### [Stored data entries]
· · · ·

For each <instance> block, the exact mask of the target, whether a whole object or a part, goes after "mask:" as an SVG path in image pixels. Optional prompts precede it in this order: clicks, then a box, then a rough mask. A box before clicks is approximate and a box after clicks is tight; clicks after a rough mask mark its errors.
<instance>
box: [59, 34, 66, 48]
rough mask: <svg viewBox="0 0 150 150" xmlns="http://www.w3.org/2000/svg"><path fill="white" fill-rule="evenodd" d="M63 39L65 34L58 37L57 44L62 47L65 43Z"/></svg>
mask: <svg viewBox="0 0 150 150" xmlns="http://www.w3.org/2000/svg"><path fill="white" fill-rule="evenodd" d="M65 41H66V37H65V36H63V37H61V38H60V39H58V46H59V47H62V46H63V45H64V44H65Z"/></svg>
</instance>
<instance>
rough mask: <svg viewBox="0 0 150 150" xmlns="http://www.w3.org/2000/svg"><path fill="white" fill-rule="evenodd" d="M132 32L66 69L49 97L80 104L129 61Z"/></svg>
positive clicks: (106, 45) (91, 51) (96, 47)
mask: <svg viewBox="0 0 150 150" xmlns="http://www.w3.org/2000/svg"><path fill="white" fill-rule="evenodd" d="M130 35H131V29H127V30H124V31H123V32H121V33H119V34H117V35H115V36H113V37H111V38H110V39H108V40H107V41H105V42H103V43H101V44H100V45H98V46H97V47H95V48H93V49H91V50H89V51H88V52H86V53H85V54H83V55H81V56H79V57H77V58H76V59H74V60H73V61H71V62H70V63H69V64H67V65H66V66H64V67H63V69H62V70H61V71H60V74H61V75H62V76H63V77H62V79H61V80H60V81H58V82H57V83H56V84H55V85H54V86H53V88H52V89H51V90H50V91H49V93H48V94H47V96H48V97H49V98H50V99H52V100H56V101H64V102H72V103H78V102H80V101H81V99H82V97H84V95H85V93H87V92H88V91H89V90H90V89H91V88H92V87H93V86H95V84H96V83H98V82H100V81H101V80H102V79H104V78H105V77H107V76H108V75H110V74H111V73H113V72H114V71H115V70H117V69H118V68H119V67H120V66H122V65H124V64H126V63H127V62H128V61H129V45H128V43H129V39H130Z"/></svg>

· · · ·

### [DIRECTIONS FOR THIS TASK]
Look above and return each line of the records exactly, from the very first through the line with "box: [59, 34, 66, 48]", both included.

### [TASK RESULT]
For each <instance> block, the exact mask of the target, whether a whole object or a part, goes after "mask:" as an SVG path in image pixels. Optional prompts precede it in this order: clicks, then a box, then a rough mask. A box before clicks is approximate and a box after clicks is tight; clicks after a rough mask mark its errors.
<instance>
box: [59, 34, 66, 48]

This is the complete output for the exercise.